== DOCUMENT ==
· · · · · · ·

L’article 69 du Deuxième Protocole additionnel à la Convention de Genève affirme que « la faim ne doit pas être utilisé comme arme de guerre, et les personnes déplacées et les civils doivent être protégés et soignés contre la famine et la privation de denrées alimentaires de base. Il est également important de fournir de l’eau propre et potable aux personnes déplacées et aux civils pendant les périodes de guerre et de conflit. L’eau est un droit humain fondamental et sa garantie est une priorité de la protection humanitaire. L’article 69 du Deuxième Protocole à la Convention de Genève établit un principe explicite exigeant que les parties belligérantes veillent à ce que les personnes déplacées et les civils aient accès à l’eau potable et protègent les infrastructures hydrauliques civiles de la destruction et des perturbations… »
Par ici, une vidéo qui raconte l’histoire de Rakan, seul survivant de la famille Hojo.
Le 29 mars, Marsel envoie cette photo avec un commentaire dont le réel saute à la figure !

· · · · · · ·

== INFORMATIONS AFFICHÉES ==
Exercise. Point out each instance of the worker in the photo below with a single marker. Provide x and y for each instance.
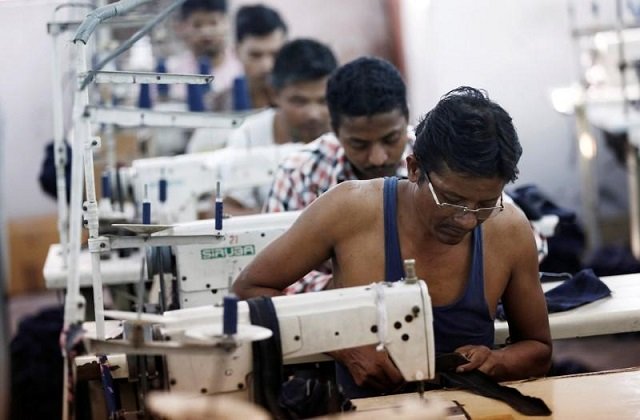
(472, 249)
(260, 32)
(299, 80)
(367, 104)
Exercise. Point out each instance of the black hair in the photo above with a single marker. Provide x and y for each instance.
(302, 60)
(257, 20)
(191, 6)
(470, 134)
(364, 87)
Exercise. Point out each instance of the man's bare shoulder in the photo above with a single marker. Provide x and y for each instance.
(510, 229)
(352, 202)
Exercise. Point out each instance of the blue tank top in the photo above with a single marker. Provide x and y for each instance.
(465, 321)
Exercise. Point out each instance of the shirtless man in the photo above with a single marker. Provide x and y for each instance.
(472, 249)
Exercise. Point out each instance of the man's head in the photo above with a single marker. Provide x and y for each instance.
(299, 81)
(368, 107)
(466, 150)
(204, 26)
(260, 33)
(469, 134)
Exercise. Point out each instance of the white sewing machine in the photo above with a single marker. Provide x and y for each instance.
(190, 177)
(201, 359)
(205, 272)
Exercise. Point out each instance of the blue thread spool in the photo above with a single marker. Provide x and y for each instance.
(219, 207)
(241, 98)
(162, 187)
(144, 96)
(146, 208)
(106, 185)
(230, 315)
(161, 67)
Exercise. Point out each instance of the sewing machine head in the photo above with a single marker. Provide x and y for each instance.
(205, 272)
(176, 185)
(395, 316)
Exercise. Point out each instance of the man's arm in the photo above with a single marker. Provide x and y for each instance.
(529, 353)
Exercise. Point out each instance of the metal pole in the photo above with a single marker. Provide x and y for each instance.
(59, 149)
(4, 329)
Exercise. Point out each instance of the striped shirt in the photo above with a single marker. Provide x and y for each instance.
(303, 176)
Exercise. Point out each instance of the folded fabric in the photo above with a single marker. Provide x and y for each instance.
(481, 384)
(584, 287)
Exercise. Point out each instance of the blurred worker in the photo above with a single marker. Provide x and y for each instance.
(367, 103)
(299, 80)
(472, 249)
(204, 29)
(260, 33)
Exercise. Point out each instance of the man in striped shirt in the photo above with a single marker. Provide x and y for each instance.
(370, 139)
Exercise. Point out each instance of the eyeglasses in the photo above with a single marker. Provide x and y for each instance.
(482, 213)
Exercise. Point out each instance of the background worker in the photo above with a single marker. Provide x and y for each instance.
(472, 249)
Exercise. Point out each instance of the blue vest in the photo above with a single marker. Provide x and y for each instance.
(465, 321)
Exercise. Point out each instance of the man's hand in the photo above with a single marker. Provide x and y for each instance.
(481, 358)
(370, 368)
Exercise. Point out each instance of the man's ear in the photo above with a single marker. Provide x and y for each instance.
(413, 169)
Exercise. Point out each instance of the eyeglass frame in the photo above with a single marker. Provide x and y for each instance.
(458, 209)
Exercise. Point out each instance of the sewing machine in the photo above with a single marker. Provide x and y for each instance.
(202, 359)
(206, 271)
(188, 178)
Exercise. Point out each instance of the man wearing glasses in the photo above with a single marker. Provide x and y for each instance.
(472, 249)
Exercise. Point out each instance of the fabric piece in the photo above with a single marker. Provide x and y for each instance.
(584, 287)
(481, 384)
(267, 356)
(304, 396)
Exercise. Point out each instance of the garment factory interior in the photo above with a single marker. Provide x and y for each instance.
(154, 188)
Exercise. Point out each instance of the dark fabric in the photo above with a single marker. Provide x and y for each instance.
(582, 288)
(393, 266)
(37, 367)
(267, 357)
(47, 177)
(479, 383)
(305, 395)
(567, 245)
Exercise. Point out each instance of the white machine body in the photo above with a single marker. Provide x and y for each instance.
(192, 176)
(396, 316)
(205, 272)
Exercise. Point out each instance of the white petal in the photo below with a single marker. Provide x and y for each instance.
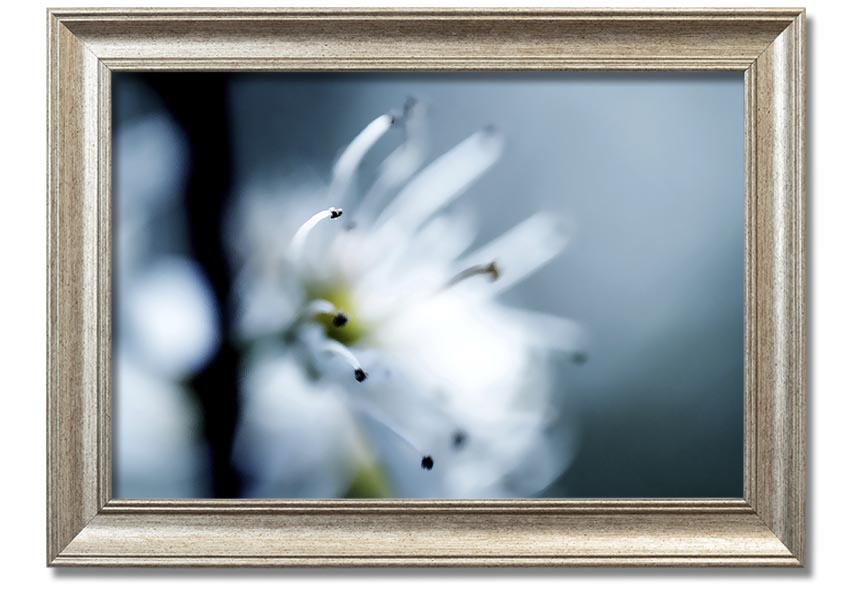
(295, 437)
(520, 251)
(442, 181)
(350, 159)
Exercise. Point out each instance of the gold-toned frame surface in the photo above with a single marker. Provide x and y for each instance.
(87, 527)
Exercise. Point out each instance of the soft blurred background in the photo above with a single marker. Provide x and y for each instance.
(646, 168)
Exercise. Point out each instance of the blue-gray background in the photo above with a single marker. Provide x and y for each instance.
(648, 168)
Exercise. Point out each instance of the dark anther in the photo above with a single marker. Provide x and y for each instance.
(458, 439)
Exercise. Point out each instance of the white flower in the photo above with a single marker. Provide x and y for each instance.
(378, 345)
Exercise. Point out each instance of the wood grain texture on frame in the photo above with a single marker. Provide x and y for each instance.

· · · · · · ·

== TÂCHES DEMANDÉES ==
**A)** Relevez tous les noms propres de personnes ou de familles qui figurent dans le texte sur l’article 69.
**B)** Recopiez mot pour mot le passage du texte sur l’article 69 qui va de « Par ici, une » jusqu’à « la figure ! ».

== RÉPONSES RÉDIGÉES ==
**A)** Rakan, Hojo, Marsel

**B)**
Par ici, une vidéo qui raconte l’histoire de Rakan, seul survivant de la famille Hojo.
Le 29 mars, Marsel envoie cette photo avec un commentaire dont le réel saute à la figure !